### What to produce
Exactly as written, print each of the entries.

### Task material
<<<<

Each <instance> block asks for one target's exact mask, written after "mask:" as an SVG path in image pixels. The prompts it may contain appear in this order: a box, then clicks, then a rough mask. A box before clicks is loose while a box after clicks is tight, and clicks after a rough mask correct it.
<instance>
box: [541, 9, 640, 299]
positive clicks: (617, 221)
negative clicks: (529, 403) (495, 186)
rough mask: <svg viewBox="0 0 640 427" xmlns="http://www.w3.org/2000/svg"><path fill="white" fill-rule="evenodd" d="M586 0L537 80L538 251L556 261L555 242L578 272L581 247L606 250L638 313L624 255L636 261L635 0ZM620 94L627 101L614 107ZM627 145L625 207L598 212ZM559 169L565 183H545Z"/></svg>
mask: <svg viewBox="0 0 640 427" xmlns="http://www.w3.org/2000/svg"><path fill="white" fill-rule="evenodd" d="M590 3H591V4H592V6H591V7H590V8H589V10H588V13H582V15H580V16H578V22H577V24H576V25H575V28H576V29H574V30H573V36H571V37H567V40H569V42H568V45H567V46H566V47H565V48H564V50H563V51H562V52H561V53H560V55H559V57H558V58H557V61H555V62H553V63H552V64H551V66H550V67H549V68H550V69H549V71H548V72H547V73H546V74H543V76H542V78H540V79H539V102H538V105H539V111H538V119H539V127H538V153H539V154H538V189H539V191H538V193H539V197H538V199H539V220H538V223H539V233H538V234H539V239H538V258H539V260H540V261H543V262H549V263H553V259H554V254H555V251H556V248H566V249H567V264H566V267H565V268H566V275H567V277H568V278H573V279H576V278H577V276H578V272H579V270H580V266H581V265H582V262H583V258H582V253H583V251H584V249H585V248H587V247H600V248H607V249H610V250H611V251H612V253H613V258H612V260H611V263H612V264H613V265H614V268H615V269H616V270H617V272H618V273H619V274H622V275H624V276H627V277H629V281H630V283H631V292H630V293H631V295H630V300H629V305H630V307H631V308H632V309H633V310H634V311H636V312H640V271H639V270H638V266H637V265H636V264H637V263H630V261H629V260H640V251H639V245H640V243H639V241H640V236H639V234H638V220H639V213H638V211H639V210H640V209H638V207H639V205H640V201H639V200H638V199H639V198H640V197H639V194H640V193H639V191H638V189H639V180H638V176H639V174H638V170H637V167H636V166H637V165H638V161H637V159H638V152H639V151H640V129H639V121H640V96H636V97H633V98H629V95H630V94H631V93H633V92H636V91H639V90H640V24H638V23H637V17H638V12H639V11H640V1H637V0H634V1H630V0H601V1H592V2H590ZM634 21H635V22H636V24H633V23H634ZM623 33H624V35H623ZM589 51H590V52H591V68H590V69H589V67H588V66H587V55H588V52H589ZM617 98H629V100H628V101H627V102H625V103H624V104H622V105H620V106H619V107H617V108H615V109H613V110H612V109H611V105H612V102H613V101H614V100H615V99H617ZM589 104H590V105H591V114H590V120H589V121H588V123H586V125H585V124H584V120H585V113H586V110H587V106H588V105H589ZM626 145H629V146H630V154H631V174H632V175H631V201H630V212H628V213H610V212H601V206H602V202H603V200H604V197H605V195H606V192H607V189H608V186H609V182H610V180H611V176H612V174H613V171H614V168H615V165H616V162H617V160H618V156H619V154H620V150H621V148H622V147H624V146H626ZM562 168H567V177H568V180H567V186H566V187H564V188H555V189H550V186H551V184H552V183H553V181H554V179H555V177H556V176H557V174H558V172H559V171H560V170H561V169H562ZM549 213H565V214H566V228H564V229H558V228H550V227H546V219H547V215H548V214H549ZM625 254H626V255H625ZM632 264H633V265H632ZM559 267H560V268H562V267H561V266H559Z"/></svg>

>>>>

### Answer for this exercise
Each <instance> block asks for one target's exact mask, written after "mask:" as an SVG path in image pixels. The prompts it may contain appear in this order: a box, then clicks, then a rough mask. A box before clicks is loose while a box after clicks is tight, and clicks after a rough mask correct it.
<instance>
box: [541, 9, 640, 299]
positive clicks: (617, 221)
negative clicks: (529, 403) (495, 186)
rough mask: <svg viewBox="0 0 640 427" xmlns="http://www.w3.org/2000/svg"><path fill="white" fill-rule="evenodd" d="M586 0L537 80L538 251L556 261L555 242L578 272L581 247L606 250L638 313L624 255L636 261L635 0ZM620 94L627 101L614 107ZM627 145L625 207L598 212ZM559 169L565 183H545Z"/></svg>
mask: <svg viewBox="0 0 640 427" xmlns="http://www.w3.org/2000/svg"><path fill="white" fill-rule="evenodd" d="M590 3H591V4H592V6H591V7H590V8H589V10H588V13H582V15H580V16H578V22H577V24H576V25H575V28H576V29H574V30H573V36H571V37H567V40H569V42H568V45H567V46H566V47H565V48H564V50H563V51H562V52H561V53H560V55H559V57H558V58H557V61H555V62H553V63H552V64H551V66H550V67H549V68H550V69H549V71H548V72H547V73H546V74H543V76H542V78H540V79H539V102H538V105H539V111H538V119H539V127H538V153H539V154H538V189H539V191H538V193H539V197H538V199H539V220H538V223H539V233H538V234H539V239H538V258H539V260H540V261H543V262H549V263H553V259H554V254H555V251H556V248H566V249H567V264H566V267H565V268H566V275H567V277H568V278H573V279H576V278H577V276H578V272H579V270H580V266H581V265H582V262H583V258H582V253H583V251H584V249H585V248H587V247H600V248H607V249H610V250H611V251H612V253H613V258H612V260H611V263H612V264H613V265H614V268H615V269H616V270H617V272H618V273H619V274H622V275H624V276H627V277H629V281H630V283H631V292H630V293H631V295H630V300H629V305H630V307H631V308H632V309H633V310H634V311H636V312H640V271H639V270H638V266H637V265H636V264H637V263H630V261H629V260H640V251H639V245H640V243H639V241H640V236H639V234H638V220H639V213H638V211H639V210H640V209H638V207H639V205H640V201H639V200H638V199H639V198H640V197H639V194H640V193H639V191H638V189H639V180H638V176H639V174H638V170H637V167H636V166H637V165H638V161H637V159H638V152H639V151H640V129H639V121H640V96H636V97H633V98H629V95H630V94H631V93H633V92H636V91H639V90H640V24H638V23H637V17H638V12H639V11H640V1H637V0H634V1H630V0H601V1H592V2H590ZM634 21H635V22H636V24H633V23H634ZM623 33H624V35H623ZM589 51H590V52H591V68H590V69H589V67H588V66H587V55H588V52H589ZM617 98H629V100H628V101H627V102H625V103H624V104H622V105H620V106H619V107H617V108H615V109H613V110H612V109H611V105H612V102H613V101H614V100H615V99H617ZM589 104H590V105H591V114H590V120H589V121H588V123H586V125H585V124H584V120H585V113H586V110H587V106H588V105H589ZM626 145H629V146H630V154H631V174H632V175H631V201H630V212H628V213H610V212H601V206H602V202H603V200H604V197H605V195H606V192H607V189H608V186H609V182H610V180H611V176H612V174H613V171H614V168H615V165H616V162H617V160H618V156H619V154H620V150H621V148H622V147H624V146H626ZM562 168H567V177H568V180H567V186H566V187H564V188H555V189H550V186H551V184H552V183H553V181H554V179H555V177H556V176H557V174H558V172H559V171H560V170H561V169H562ZM549 213H565V214H566V228H564V229H558V228H550V227H546V219H547V215H548V214H549ZM625 254H626V255H625ZM632 264H633V265H632ZM559 267H560V268H562V267H561V266H559Z"/></svg>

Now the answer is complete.